■ Okuma parçası:
========================================================================
Kılıçdaroğlu: Türkiye Zincirlerini Koparmak Zorunda

Partisinin TBMM’deki grup toplantısında konuşan CHP Lideri Kılıçdaroğlu, “Beklentilerimiz çok fazla. Yeni şeyler istiyoruz. Daha güzel bir Türkiye istiyoruz. İnsan haklarına saygı, düşünce özgürlüğü istiyoruz. Artık Türkiye bu zincirlerini koparmak zorunda. Türkiye’yi bu tablonun dışına çıkarmaya söz veriyorum.” dedi ve ekledi:

Haber Merkezi / “Altı lider birlikteyiz. Demokrasi için, ülkemize huzur gelsin diye bir araya geldik. Toplumda kamplaşma olmasın diye bir araya geldik. Kucaklaştık, geçmişin acılarını sarmaya çalıştık. Demokrasi kadar güzel bir şey yok. Demokrasilerde medya özgür olacak, havuz medyası diye bir medya olmayacak. Özgürce bizi eleştirebilecekler. Bu olanağı sağlayacağız. Bir politikacının alkıştan çok tutarlı eleştiriye ihtiyacı vardır. Yanlışımız varsa sağduyulu insanlar bize bunu söyleyebilmeli. Biz bundan gocunmamalıyız.”

Kılıçdaroğlu, konuşmasının devamında, “Devleti bir adama teslim etmek ülkeyi felakete sürükler, geldiğimiz tablo budur. Rüşvet alanlar var. Devlette liyakati yok ettiler. Rüşvetçilerden, uyuşturucu baronlarından bu ülkeyi 2023 seçimlerinden sonra temizleyeceğiz.” ifadelerini kullandı.

Sinan Ateş’in öldürülmesiyle ilgilide konuşan Kılıçdaroğlu, “Bu ülkenin başkentinde bu suikast gerçekleşti. Genç bir babayı öldürdüler. Akademisyendi, milliyetçiydi, Atatürkçüydü. Ankara’nın göbeğinde katlettiler. Ailesi talep etti diye, susuyorlar. Çok şey biliyoruz, bu işten ne kadar pis kokular geldiğinin farkındayız. Görevliler işini yapsın diye şimdilik sesimizi çıkarmıyoruz. Saray’dan tık yok. Saray’ın stepnesi ise en değerli evlatlarından biri öldürülmemiş gibi tek kelime etmiyor. Bu cinayeti görmezden gelemezler, biz buna izin vermeyeceğiz.” dedi.
========================================================================
■ Seçilmiş kayıtlar:

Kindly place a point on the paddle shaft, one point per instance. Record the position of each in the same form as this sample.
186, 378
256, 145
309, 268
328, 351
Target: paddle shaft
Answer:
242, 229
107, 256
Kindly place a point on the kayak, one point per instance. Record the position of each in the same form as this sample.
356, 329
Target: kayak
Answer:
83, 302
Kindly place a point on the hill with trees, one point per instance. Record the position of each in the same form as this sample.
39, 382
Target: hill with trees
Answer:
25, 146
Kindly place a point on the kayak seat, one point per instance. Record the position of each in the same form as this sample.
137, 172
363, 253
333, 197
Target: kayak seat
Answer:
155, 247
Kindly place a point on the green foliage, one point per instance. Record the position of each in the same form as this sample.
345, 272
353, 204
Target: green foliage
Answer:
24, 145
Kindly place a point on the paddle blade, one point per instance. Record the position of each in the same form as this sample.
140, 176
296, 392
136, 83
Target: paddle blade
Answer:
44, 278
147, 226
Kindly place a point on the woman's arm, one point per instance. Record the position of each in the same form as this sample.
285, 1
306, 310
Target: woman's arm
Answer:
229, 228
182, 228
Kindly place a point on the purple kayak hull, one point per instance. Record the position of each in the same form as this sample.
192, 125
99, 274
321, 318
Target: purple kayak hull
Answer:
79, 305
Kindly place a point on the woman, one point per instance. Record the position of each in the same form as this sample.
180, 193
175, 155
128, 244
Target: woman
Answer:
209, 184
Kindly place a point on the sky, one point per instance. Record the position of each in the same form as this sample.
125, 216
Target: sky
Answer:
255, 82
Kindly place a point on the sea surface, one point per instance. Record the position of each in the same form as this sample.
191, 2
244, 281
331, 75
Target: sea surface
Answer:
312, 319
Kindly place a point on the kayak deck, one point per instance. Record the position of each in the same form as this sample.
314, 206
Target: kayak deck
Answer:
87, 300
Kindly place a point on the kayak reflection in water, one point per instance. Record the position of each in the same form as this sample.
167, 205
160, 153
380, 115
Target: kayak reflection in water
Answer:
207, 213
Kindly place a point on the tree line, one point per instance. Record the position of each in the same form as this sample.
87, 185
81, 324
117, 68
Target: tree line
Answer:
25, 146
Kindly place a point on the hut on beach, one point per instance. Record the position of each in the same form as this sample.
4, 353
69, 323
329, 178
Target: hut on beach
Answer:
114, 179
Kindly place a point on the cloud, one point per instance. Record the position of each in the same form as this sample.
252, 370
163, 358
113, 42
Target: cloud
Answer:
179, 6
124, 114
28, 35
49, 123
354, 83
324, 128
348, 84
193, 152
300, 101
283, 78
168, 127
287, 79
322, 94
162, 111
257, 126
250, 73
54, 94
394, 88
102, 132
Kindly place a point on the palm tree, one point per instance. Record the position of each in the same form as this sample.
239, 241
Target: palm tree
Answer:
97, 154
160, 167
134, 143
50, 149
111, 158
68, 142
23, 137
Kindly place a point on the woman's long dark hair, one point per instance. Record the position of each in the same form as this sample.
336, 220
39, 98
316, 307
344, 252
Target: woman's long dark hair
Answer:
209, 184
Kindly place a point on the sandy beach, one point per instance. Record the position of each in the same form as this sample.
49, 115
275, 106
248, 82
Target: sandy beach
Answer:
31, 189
========================================================================
■ Yazılı görev: Kılıçdaroğlu'nun grup toplantısındaki konuşmasını aktaran haberi, son cümlesinden sonrasıyla sürdürün.

■ Alıştırma cevabı:
Cumhuriyet Halk Partisi (CHP) Genel Başkanı Kemal Kılıçdaroğlu, partisinin haftalık grup toplantısında gündeme yönelik açıklamalarda bulundu. Kılıçdaroğlu’nun konuşmasından öne çıkanlar şöyle:

“Hep beraber bir yılı devirdik. Toplumun beklentileri fazla. Daha güzel bir Türkiye istiyoruz. Düşüncenizi ifade ederken bile çekindiniz. Başıma bir şey gelir mi diye kaygı içinde oldunuz. Ama artık Türkiye bu zincirlerini koparmak zorunda, bu tablonun dışında çıkmak zorunda. Türkiye’yi bu tablonun dışına çıkarmaya herkesin huzurunda söz veriyorum.

Bir politikacının alkıştan çok, sağlıklı ve tutarlı eleştiriye ihtiyacı vardır. Yanlışımız varsa o insanlar bize söyleyebilmeli, biz bundan gocunmamalıyız. Akıl akıldan üstündür. Demokrasi bunun üzerine inşa edilmiştir. ‘Her şeyi ben bilirim, ben yaparım’ düşüncesi insanlığı felakete sürükler. Devleti bir adama teslim etmek o devleti felakete sürükler.

Altı ayrı partiyiz ama demokrasi konusunda aynı felsefeden hareket ediyoruz. Neyi nasıl yapacağımızı biliyoruz. Sadece liderler değil onların altında ekipler çalışıyor. Güzel şeyler yapacağız, güzel şeyleri hayata geçireceğiz. Göreceksiniz. Yepyeni bir Türkiye. Türkiye’yi yöneten kişi asla para için kapı kapı dilenci gibi dolaşmayacak. Buna da son vereceğiz. Kendi gücümüzle büyüyeceğiz ve kalkınacağız. Rüşvetin, torpilin, yolsuzluğun olmadığı bir Türkiye’yi inşa edeceğiz. Eğer kul hakkına herkes saygı gösteriyorsa, kul hakkı yemenin en büyük günah olduğuna toplum olarak inanıyorsanız kul hakkı yiyenleri iktidardan göndereceğiz, adaletten yana olanları iktidara getireceğiz.

Terörün olmadığı bir Türkiye inşa edeceğiz. Çok ağır bedeller ödendi. Masumlar hayatlarını kaybetti. Türkiye’yi buradan çıkaracağız. Demokrasinin olduğu, düşüncelerin özgürce ifade edildiği, terörün olmadığı bir Türkiye inşa edeceğiz. Bütün komşularımızla barış içinde yaşayacağız. Hiçbir komşumuzu düşman olarak görmeyeceğiz. Türkiye, bölgesinde en güçlü ülke olacak, dünya da bunun tanığı olacak.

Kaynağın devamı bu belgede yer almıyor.